## Direction 1:
In the bug report, which Qt class was used instead of a QDict for the protocol table?
## Direction 2:
Please copy out the lines of the records starting at the line that contains "and white grid" and ending at the line that contains "303], [358, 306]]", including both of those lines. Leave the pictures out of your copy.
═══ Extracted text ═══
Summary: | Lowercasing/normalising URLs breaks some non-compliant protocols | ||
---|---|---|---|
Product: | [Unmaintained] kdelibs | Reporter: | Thiago Macieira <thiago> |
Component: | general | Assignee: | Thiago Macieira <thiago> |
Status: | RESOLVED FIXED | ||
Severity: | normal | CC: | bastian, mail, ummo |
Priority: | NOR | ||
Version: | unspecified | ||
Target Milestone: | --- | ||
Platform: | Compiled Sources | ||
OS: | Linux | ||
Latest Commit: | Version Fixed In: | ||
Sentry Crash Report: | |||
Attachments: |
Support for URI processing modes and per-protocol mode selection.
Processing modes, second attempt. Processing modes, updated. Processing modes patch without ugly parser Processing modes with working mailto mode. KProtocolInfo::uriParseMode default value fix |
Description
Thiago Macieira
2003-08-09 19:24:02 UTC
Moving the discussion here. Last message from the list was (from Petter Stokke): My current working copy uses a simple hardcoded list ("ed2k" is raw, "mailto" is mailto, and everything else is a normal URL), I guess it could fall back on that if no KInstance is available. > But you should also provide a means of the user setting the > URI type and handling method. I added that as an option to the constructor, with the present processing mode being the default one. > KURL should be lightweight. So, I don't recommend writing code to find > files in the disk. I'm trying hard to keep it lightweight, but I don't know any other way to do it except to hardcode the protocol list into KURL, which doesn't really appeal to me. I was planning on writing a very lightweight parser to fetch the protocol mode from the .protocol file, and storing it in a hard cache for future use (so it doesn't care if the .protocol file changes) in order to maintain some semblance of efficiency. Agreed on the part of the no-rereading. Protocols shouldn't reasonably change within the lifetime of a program. Another solution would be to code this list inside kdeglobals. It would then be a static list, instead of one that each protocol could determine the handling method. One way or another, I recommend using a QDict hashing table for faster lookups. I've used a QMap, it seems a bit excessive to have to allocate memory for storing ints in a QDict. But that brings up another issue: should I add locks around the table access to ensure thread safety, or is KURL in general not thread safe? For now, I've written a simple parser using QRegExp to pull the relevant data out of the .protocol file if KGlobal::activeInstance() returns non-NULL and we can thus determine the location of the files, defaulting to a hardcoded list inside KURL if it does not, or if kdecore is being compiled with KDE_QT_ONLY defined. The whole database could be moved elsewhere if it seems practical, but for the moment I've tried to keep KURL as self-sufficient as possible. Created attachment 2222 [details]
Support for URI processing modes and per-protocol mode selection.
═══ Data for processing ═══
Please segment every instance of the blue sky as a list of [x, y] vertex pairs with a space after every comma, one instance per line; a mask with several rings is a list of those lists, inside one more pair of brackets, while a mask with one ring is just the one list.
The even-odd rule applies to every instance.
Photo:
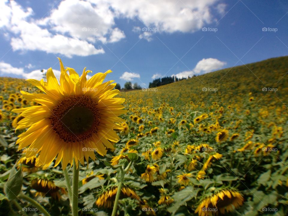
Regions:
[[79, 73], [111, 69], [122, 87], [147, 87], [288, 54], [285, 1], [40, 2], [0, 3], [0, 76], [58, 75], [59, 57]]

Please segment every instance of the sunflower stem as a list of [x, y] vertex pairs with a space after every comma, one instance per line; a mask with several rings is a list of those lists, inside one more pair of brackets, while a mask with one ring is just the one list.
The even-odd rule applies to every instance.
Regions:
[[63, 173], [65, 177], [66, 184], [67, 184], [67, 189], [68, 190], [68, 196], [69, 196], [69, 201], [70, 202], [70, 205], [72, 206], [72, 191], [71, 190], [71, 184], [70, 182], [70, 179], [68, 176], [68, 172], [67, 169], [65, 169], [63, 170]]
[[112, 216], [115, 216], [116, 215], [116, 212], [117, 212], [117, 207], [118, 206], [118, 201], [119, 200], [119, 197], [120, 197], [120, 194], [121, 194], [121, 188], [123, 184], [123, 181], [124, 180], [124, 176], [127, 172], [127, 171], [130, 168], [132, 164], [132, 161], [130, 162], [127, 167], [124, 170], [124, 172], [121, 170], [121, 178], [120, 178], [120, 182], [119, 185], [117, 188], [117, 193], [116, 193], [116, 196], [115, 198], [115, 202], [114, 202], [114, 206], [113, 206], [113, 211], [112, 212]]
[[19, 198], [25, 200], [33, 205], [38, 210], [42, 212], [45, 216], [51, 216], [50, 214], [46, 210], [46, 209], [44, 208], [37, 201], [35, 201], [33, 199], [22, 193], [20, 193], [18, 196]]
[[78, 216], [78, 184], [79, 183], [79, 168], [76, 166], [75, 160], [73, 161], [73, 180], [72, 182], [72, 215]]

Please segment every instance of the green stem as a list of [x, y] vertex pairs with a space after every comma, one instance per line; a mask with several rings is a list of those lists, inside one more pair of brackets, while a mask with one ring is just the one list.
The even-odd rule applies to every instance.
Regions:
[[121, 178], [120, 179], [119, 185], [117, 188], [117, 193], [116, 193], [116, 196], [115, 198], [115, 202], [114, 202], [114, 206], [113, 206], [113, 211], [112, 212], [112, 216], [115, 216], [116, 215], [116, 212], [117, 211], [117, 207], [118, 206], [118, 201], [119, 200], [119, 197], [120, 197], [120, 194], [121, 194], [121, 188], [122, 187], [122, 185], [123, 184], [124, 176], [125, 175], [125, 174], [126, 174], [127, 171], [129, 170], [129, 168], [130, 168], [130, 167], [132, 164], [132, 161], [130, 161], [130, 163], [129, 163], [129, 164], [128, 164], [128, 166], [124, 170], [124, 172], [121, 172]]
[[19, 198], [25, 200], [37, 208], [37, 209], [43, 213], [45, 216], [51, 216], [44, 207], [41, 206], [38, 202], [33, 199], [21, 193], [18, 196]]
[[73, 162], [73, 181], [72, 182], [72, 215], [78, 216], [78, 184], [79, 183], [79, 168], [77, 169], [75, 160]]
[[69, 201], [70, 202], [70, 205], [72, 206], [72, 191], [71, 190], [71, 184], [70, 183], [70, 179], [68, 176], [68, 172], [67, 169], [65, 169], [63, 170], [63, 173], [65, 177], [65, 180], [66, 181], [66, 184], [67, 184], [67, 189], [68, 190], [68, 195], [69, 196]]

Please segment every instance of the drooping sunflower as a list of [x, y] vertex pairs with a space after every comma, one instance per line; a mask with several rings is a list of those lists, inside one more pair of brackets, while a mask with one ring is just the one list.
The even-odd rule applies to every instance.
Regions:
[[[113, 187], [104, 192], [96, 200], [96, 205], [104, 208], [112, 207], [115, 200], [118, 189], [118, 187]], [[121, 191], [122, 193], [120, 194], [120, 199], [124, 197], [130, 197], [140, 201], [140, 197], [133, 190], [127, 187], [124, 187], [121, 188]]]
[[119, 139], [113, 129], [122, 129], [116, 123], [124, 121], [118, 116], [126, 112], [120, 104], [125, 99], [113, 98], [119, 92], [113, 90], [114, 81], [102, 83], [111, 70], [97, 74], [87, 80], [86, 76], [91, 71], [84, 68], [80, 77], [74, 69], [65, 69], [59, 59], [60, 84], [50, 68], [46, 74], [47, 82], [27, 80], [45, 94], [21, 92], [23, 98], [42, 106], [13, 110], [25, 117], [16, 129], [29, 128], [19, 136], [18, 149], [29, 146], [38, 149], [27, 151], [26, 156], [38, 154], [36, 165], [43, 165], [44, 169], [56, 156], [55, 166], [62, 161], [65, 169], [68, 163], [72, 166], [74, 159], [77, 167], [79, 162], [84, 164], [84, 158], [87, 161], [89, 157], [94, 160], [94, 150], [105, 155], [105, 147], [114, 148], [109, 140], [117, 142]]
[[224, 129], [217, 133], [215, 140], [217, 142], [225, 141], [229, 136], [229, 131], [226, 129]]
[[238, 192], [231, 190], [223, 190], [202, 200], [194, 212], [199, 216], [210, 216], [213, 212], [207, 209], [217, 208], [222, 214], [232, 212], [242, 206], [244, 199]]

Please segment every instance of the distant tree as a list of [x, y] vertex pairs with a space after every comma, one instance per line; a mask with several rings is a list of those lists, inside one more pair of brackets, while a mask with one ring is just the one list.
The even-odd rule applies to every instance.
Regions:
[[117, 83], [116, 84], [116, 85], [115, 86], [114, 88], [115, 89], [118, 89], [118, 90], [120, 90], [121, 89], [121, 86], [119, 83]]
[[135, 89], [141, 89], [142, 88], [137, 82], [135, 82], [133, 85], [133, 88]]
[[124, 84], [124, 88], [127, 90], [132, 89], [132, 83], [130, 82], [126, 82]]

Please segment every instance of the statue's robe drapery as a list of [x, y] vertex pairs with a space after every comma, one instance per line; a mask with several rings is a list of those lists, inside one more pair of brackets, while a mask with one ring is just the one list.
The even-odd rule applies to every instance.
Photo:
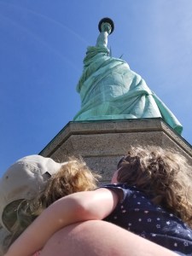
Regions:
[[83, 74], [77, 85], [81, 109], [74, 120], [161, 117], [179, 134], [182, 125], [140, 75], [106, 47], [88, 47]]

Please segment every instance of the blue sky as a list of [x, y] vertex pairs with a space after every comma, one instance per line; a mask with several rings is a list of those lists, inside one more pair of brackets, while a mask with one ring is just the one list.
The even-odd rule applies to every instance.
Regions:
[[99, 20], [192, 144], [191, 0], [0, 0], [0, 175], [38, 154], [80, 109], [76, 84]]

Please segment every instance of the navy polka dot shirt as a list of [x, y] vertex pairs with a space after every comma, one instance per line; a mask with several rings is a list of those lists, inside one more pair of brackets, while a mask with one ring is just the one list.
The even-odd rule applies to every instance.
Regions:
[[179, 255], [192, 256], [192, 230], [180, 218], [150, 201], [136, 187], [108, 184], [102, 188], [121, 190], [123, 200], [106, 221], [169, 248]]

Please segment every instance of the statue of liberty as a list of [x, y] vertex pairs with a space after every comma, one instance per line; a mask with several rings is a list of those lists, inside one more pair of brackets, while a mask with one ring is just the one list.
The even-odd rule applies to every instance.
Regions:
[[77, 85], [81, 109], [74, 120], [162, 118], [181, 134], [179, 121], [143, 79], [126, 61], [110, 55], [108, 37], [114, 29], [113, 20], [103, 18], [98, 26], [96, 45], [87, 48]]

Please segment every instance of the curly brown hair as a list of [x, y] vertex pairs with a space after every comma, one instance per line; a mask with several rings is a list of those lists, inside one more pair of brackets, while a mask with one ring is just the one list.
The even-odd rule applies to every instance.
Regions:
[[69, 161], [50, 177], [44, 190], [37, 198], [20, 200], [9, 204], [3, 215], [3, 222], [11, 227], [10, 236], [4, 240], [4, 252], [50, 204], [73, 193], [94, 190], [97, 188], [99, 177], [82, 159], [70, 157]]
[[118, 167], [119, 183], [137, 186], [192, 227], [192, 166], [183, 156], [171, 148], [132, 147]]

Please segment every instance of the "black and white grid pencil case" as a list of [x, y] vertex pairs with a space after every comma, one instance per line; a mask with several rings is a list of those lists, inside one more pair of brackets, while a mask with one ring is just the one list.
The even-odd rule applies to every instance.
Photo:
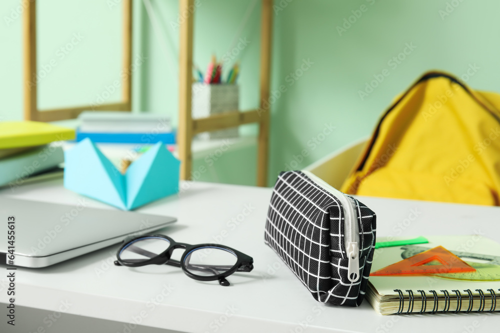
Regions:
[[375, 247], [374, 213], [308, 171], [281, 173], [264, 241], [323, 303], [358, 306]]

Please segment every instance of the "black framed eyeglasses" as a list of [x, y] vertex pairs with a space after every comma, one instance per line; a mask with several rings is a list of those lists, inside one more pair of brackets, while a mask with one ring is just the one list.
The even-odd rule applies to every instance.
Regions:
[[[180, 261], [171, 259], [176, 249], [184, 249]], [[146, 265], [168, 265], [180, 267], [186, 275], [200, 281], [218, 280], [229, 286], [226, 279], [236, 272], [250, 272], [254, 259], [244, 253], [220, 244], [191, 245], [177, 243], [163, 235], [142, 236], [126, 239], [116, 253], [116, 266], [138, 267]]]

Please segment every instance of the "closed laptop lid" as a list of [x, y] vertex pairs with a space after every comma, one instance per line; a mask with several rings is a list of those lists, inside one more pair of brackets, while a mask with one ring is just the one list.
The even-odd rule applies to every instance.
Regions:
[[0, 219], [3, 220], [0, 221], [0, 253], [4, 254], [12, 245], [7, 237], [10, 216], [15, 219], [14, 254], [31, 257], [51, 256], [138, 235], [176, 220], [167, 216], [90, 208], [84, 202], [70, 206], [0, 196]]

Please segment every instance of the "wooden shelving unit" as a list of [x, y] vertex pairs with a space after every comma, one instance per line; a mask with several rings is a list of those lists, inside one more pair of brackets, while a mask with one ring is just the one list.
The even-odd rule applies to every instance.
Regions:
[[[180, 0], [180, 12], [189, 12], [194, 0]], [[257, 147], [257, 185], [267, 183], [269, 141], [269, 110], [265, 102], [269, 98], [270, 73], [271, 37], [272, 26], [272, 1], [262, 0], [260, 31], [260, 102], [258, 109], [224, 112], [206, 118], [193, 119], [191, 116], [191, 91], [192, 84], [193, 21], [194, 13], [188, 15], [180, 25], [180, 49], [179, 124], [177, 134], [180, 179], [189, 179], [192, 157], [192, 138], [202, 132], [257, 123], [259, 126]]]
[[122, 82], [122, 101], [100, 105], [81, 105], [41, 111], [36, 96], [36, 2], [26, 1], [23, 20], [24, 41], [24, 118], [26, 120], [54, 121], [74, 119], [86, 110], [96, 111], [130, 111], [132, 110], [132, 0], [123, 0], [123, 58], [122, 69], [129, 73]]

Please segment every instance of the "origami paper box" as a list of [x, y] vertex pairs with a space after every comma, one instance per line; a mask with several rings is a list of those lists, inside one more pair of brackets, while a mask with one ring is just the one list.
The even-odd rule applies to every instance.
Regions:
[[64, 153], [64, 187], [124, 210], [176, 193], [179, 166], [161, 142], [122, 175], [89, 139]]

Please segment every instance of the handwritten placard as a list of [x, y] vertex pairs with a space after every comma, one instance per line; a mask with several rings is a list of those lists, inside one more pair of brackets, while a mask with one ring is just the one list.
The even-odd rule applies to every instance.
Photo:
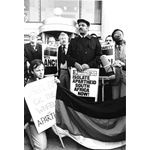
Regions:
[[56, 124], [56, 88], [54, 76], [43, 78], [25, 86], [25, 100], [38, 133]]

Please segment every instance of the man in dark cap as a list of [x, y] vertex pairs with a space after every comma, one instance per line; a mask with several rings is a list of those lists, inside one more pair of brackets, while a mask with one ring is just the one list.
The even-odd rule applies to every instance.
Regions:
[[38, 44], [37, 33], [30, 33], [30, 42], [24, 44], [24, 79], [25, 82], [29, 78], [28, 68], [34, 59], [42, 60], [42, 45]]
[[96, 37], [88, 34], [90, 23], [85, 19], [78, 19], [79, 36], [70, 41], [67, 52], [68, 66], [78, 71], [98, 68], [101, 55], [101, 45]]

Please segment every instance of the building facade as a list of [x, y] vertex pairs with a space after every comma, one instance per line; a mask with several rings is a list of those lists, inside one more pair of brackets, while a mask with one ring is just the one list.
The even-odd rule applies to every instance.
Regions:
[[40, 32], [40, 26], [55, 16], [90, 21], [90, 33], [101, 36], [101, 0], [24, 0], [24, 37], [28, 40], [30, 32]]

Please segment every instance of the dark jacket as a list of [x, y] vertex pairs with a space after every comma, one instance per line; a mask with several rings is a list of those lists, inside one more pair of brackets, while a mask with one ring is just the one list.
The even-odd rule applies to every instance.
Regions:
[[63, 47], [59, 46], [58, 47], [58, 76], [60, 76], [60, 64], [62, 63], [62, 59], [67, 60], [66, 55], [63, 52]]
[[24, 62], [29, 61], [30, 63], [34, 59], [42, 60], [42, 45], [37, 43], [35, 49], [37, 49], [37, 51], [34, 50], [31, 43], [24, 45]]
[[85, 38], [76, 37], [71, 40], [68, 52], [68, 66], [74, 63], [88, 64], [90, 68], [97, 68], [100, 63], [101, 45], [97, 38], [87, 35]]

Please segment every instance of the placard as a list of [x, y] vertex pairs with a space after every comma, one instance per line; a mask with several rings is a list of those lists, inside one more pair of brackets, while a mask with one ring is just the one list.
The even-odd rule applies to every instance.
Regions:
[[25, 100], [38, 133], [56, 124], [56, 88], [52, 75], [25, 86]]
[[78, 72], [71, 68], [70, 91], [81, 97], [94, 97], [97, 101], [99, 69], [87, 69]]

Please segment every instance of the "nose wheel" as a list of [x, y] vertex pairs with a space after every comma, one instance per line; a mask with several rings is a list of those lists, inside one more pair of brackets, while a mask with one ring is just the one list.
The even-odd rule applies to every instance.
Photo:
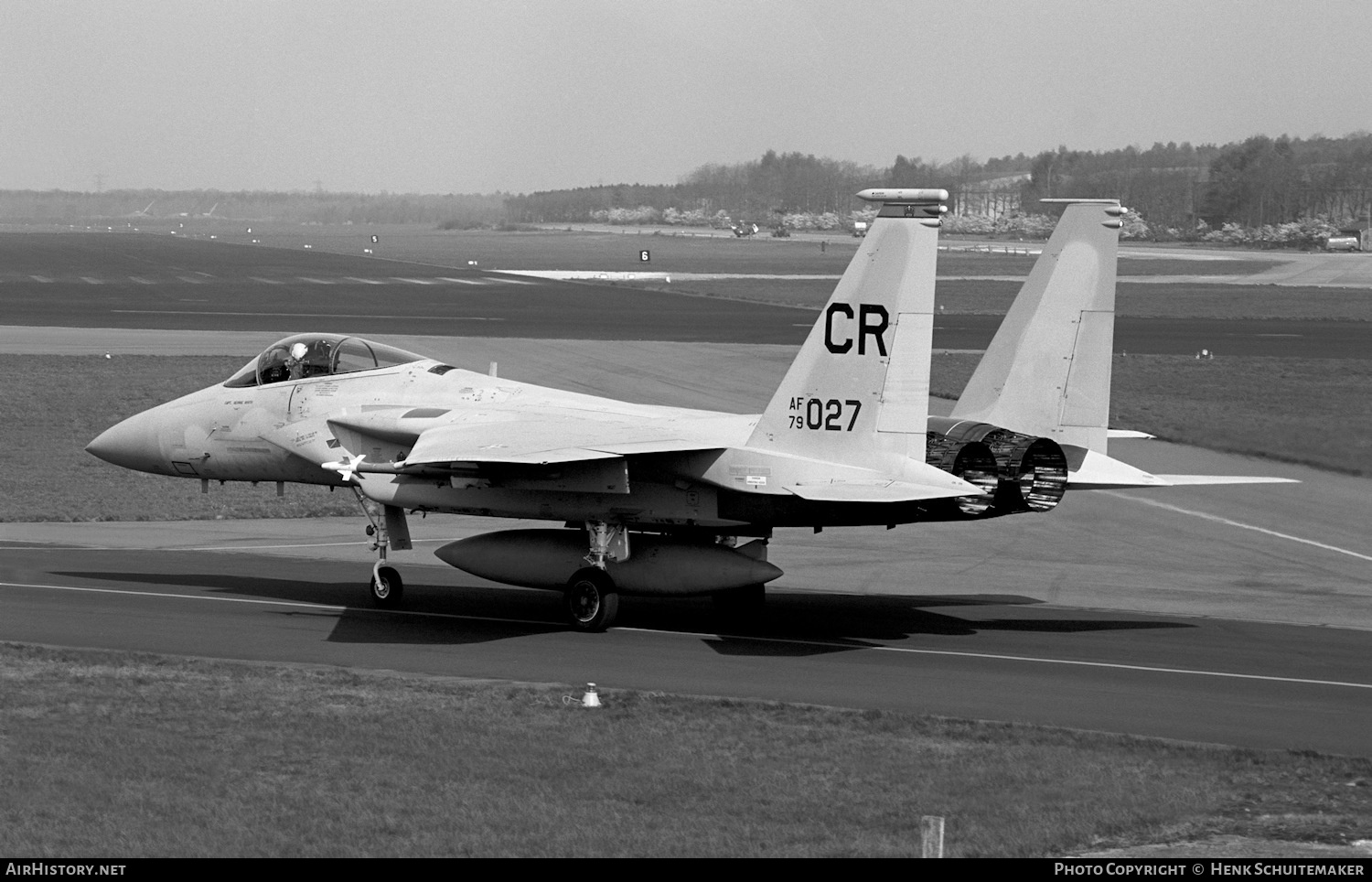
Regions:
[[[391, 547], [391, 535], [386, 528], [386, 519], [376, 517], [372, 513], [372, 508], [366, 503], [366, 497], [362, 495], [361, 490], [354, 487], [353, 492], [357, 495], [366, 520], [370, 521], [366, 525], [366, 535], [372, 538], [372, 550], [376, 551], [377, 557], [376, 564], [372, 565], [372, 582], [368, 584], [372, 605], [381, 609], [398, 609], [405, 597], [405, 580], [401, 579], [401, 571], [386, 562], [386, 551]], [[402, 545], [401, 547], [409, 546]]]
[[394, 567], [384, 565], [386, 558], [372, 567], [372, 604], [383, 609], [395, 609], [405, 597], [405, 580]]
═══
## Full response 1:
A QMap.

## Full response 2:
Please segment every instance of the "black and white grid pencil case" as a list of [x, y] vertex pairs with a space after every comma, one instance per line; a mask with several rings is a list of those lists, inside one more pair of brackets, while a mask with one ring is just the one list.
The even-odd rule applies to every instance.
Photo:
Regions:
[[375, 247], [374, 213], [308, 171], [281, 173], [264, 241], [323, 303], [358, 306]]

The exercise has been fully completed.